ASSIGNED TASK => Give the listing again in full, exactly as written.

EXERCISE DATA =>
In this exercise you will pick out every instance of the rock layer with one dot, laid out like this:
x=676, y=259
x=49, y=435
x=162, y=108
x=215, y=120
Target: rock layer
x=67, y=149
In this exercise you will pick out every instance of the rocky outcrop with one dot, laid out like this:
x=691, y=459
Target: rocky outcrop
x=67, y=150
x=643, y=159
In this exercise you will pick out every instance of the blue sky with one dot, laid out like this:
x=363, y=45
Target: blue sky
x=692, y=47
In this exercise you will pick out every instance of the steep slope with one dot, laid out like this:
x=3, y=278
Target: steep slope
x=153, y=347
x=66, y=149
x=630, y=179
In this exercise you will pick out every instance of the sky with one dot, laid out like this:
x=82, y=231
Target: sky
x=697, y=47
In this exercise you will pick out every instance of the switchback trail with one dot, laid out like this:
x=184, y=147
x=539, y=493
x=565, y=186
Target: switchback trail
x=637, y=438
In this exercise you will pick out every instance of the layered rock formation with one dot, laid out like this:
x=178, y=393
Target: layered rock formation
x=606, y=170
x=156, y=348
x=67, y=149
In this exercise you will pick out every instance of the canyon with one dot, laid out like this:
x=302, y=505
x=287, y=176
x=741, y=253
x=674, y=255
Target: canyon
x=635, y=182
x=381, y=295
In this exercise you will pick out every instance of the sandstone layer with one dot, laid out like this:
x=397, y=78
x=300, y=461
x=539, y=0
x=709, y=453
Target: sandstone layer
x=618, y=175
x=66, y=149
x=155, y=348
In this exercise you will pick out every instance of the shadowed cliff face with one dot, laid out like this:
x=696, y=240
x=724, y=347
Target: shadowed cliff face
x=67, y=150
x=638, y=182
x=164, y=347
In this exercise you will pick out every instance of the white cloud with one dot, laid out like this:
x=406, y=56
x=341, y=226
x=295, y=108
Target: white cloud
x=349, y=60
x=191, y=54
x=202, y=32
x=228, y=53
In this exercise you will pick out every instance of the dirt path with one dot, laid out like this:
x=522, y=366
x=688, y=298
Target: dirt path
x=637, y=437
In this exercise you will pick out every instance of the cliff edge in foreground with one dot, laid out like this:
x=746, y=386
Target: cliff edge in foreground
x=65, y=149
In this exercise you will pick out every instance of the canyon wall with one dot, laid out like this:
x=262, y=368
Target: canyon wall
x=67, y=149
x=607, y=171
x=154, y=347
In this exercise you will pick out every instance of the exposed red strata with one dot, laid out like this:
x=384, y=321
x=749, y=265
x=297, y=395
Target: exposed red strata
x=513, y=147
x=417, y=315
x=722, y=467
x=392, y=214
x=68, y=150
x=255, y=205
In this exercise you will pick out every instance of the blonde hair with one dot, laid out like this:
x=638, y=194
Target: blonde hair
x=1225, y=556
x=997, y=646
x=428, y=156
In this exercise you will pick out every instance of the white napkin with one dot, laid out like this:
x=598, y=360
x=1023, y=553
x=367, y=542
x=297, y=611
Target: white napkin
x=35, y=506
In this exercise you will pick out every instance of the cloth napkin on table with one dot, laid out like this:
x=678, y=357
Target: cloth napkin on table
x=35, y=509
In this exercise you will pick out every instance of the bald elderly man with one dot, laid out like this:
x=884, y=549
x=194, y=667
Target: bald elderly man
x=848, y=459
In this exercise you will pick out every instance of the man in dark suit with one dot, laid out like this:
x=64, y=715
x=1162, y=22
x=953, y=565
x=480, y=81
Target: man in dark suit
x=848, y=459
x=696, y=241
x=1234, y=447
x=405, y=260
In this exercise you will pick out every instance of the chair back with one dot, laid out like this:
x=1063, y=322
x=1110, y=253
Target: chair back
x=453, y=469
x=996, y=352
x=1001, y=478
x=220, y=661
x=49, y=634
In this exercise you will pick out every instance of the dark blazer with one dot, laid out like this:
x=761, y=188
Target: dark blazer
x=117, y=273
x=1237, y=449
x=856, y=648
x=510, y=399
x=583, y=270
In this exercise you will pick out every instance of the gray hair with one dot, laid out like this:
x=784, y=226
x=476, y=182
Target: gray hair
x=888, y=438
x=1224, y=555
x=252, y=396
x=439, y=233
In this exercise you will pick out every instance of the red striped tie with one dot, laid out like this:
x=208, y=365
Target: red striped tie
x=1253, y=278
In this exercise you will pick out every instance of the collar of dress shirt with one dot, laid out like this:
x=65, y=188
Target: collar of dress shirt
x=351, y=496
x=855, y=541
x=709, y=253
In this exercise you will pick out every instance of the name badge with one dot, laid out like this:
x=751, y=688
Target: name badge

OUTPUT OF THE EXERCISE =>
In this exercise you will pick out every instance of the rock layer with one dot, laid out like this:
x=676, y=259
x=49, y=435
x=162, y=108
x=215, y=120
Target: rock layer
x=67, y=149
In this exercise you will pick out every instance of the rocky outcrop with one dot, laid out like this:
x=691, y=459
Target: rocky outcrop
x=67, y=150
x=643, y=159
In this exercise you will pick out every instance of the blue sky with one dot, laid out like this:
x=363, y=45
Target: blue sky
x=692, y=47
In this exercise you will pick out every instance of the steep slope with one dot, laid out like this:
x=3, y=278
Target: steep slope
x=153, y=347
x=66, y=149
x=630, y=179
In this exercise you will pick out every instance of the sky with one dot, laid out like this:
x=82, y=231
Target: sky
x=697, y=47
In this exercise you will pick out every instance of the switchback trail with one dot, laid out like this:
x=184, y=147
x=539, y=493
x=565, y=186
Target: switchback trail
x=637, y=438
In this exercise you will pick out every instance of the layered rock formation with one dot, laid out like this:
x=178, y=393
Target: layered rock formation
x=606, y=170
x=156, y=348
x=67, y=149
In this exercise you will pick out every instance of the canyon with one dot, laid out like this:
x=302, y=505
x=287, y=176
x=741, y=253
x=674, y=255
Target: canyon
x=635, y=182
x=381, y=295
In this exercise you will pick out every instance of the sandstone layer with one dot, laid out like this:
x=397, y=78
x=300, y=461
x=539, y=0
x=709, y=453
Target: sandstone layer
x=618, y=175
x=66, y=149
x=155, y=348
In this exercise you will pick out every instance of the shadowed cliff face with one dot, laid out like this:
x=696, y=240
x=724, y=347
Target: shadowed cliff face
x=67, y=150
x=638, y=182
x=164, y=347
In this exercise you will pick out every instance of the white cloud with one dot, laid out like this:
x=406, y=56
x=341, y=226
x=295, y=108
Target: white cloud
x=349, y=60
x=191, y=54
x=202, y=32
x=228, y=53
In this exercise you will pick out every instance of the dirt path with one dot, laid out like this:
x=522, y=366
x=688, y=298
Target: dirt path
x=637, y=437
In this exercise you will pick out every instance of the cliff edge in foreground with one dot, laid out like this:
x=746, y=386
Target: cliff edge in foreground
x=65, y=149
In this exercise you will pick out every instance of the canyon wall with one dot, laid out like this:
x=262, y=368
Target: canyon wall
x=67, y=149
x=607, y=171
x=154, y=347
In this exercise you will pick out every instance of the exposed red strata with one dot, laid out like this:
x=384, y=321
x=749, y=265
x=297, y=395
Target: exposed red strata
x=513, y=147
x=417, y=315
x=722, y=467
x=392, y=214
x=68, y=150
x=255, y=205
In this exercise you will pick out every instance of the blonde hair with one dot, laid out like this:
x=638, y=194
Target: blonde hair
x=1225, y=556
x=997, y=646
x=428, y=156
In this exercise you will pick out every instance of the white napkin with one dot, laid out like this:
x=598, y=360
x=1023, y=553
x=367, y=542
x=297, y=611
Target: white napkin
x=35, y=506
In this exercise you will pick out every instance of the cloth napkin on table with one dot, laid out like this:
x=678, y=357
Target: cloth napkin on table
x=35, y=509
In this exercise you will pick out every instance of the bald elderly man with one dot, laid out like this:
x=884, y=549
x=194, y=667
Target: bald elderly man
x=848, y=459
In this exercise you will pick out every instance of the man in dark suit with one dot, laid out like this:
x=64, y=715
x=1162, y=22
x=953, y=565
x=480, y=81
Target: man in dark suit
x=848, y=459
x=696, y=241
x=1234, y=447
x=405, y=260
In this exercise you will pick out every instance of the chair back with one dot, laid out like this:
x=1063, y=322
x=1110, y=253
Target: chair back
x=453, y=469
x=996, y=352
x=1001, y=478
x=220, y=661
x=49, y=634
In this exercise you will pick out every instance of the dark blazer with one dot, laid out like this:
x=761, y=188
Target: dark blazer
x=117, y=273
x=1237, y=449
x=856, y=648
x=510, y=399
x=583, y=270
In this exercise you will pick out every instance of the gray hair with one dot, laid out like this:
x=784, y=226
x=476, y=182
Target: gray hair
x=888, y=438
x=1224, y=555
x=252, y=396
x=439, y=233
In this exercise you will pick out every instance of the red striped tie with one dot, laid out like this:
x=208, y=365
Target: red striped tie
x=1253, y=278
In this exercise you will pick out every instance of the collar of dress shirt with one dot, laid out like this:
x=65, y=188
Target: collar of dress shirt
x=351, y=496
x=855, y=541
x=709, y=253
In this exercise you will pick out every instance of the name badge with one dot, laid out like this:
x=751, y=688
Target: name badge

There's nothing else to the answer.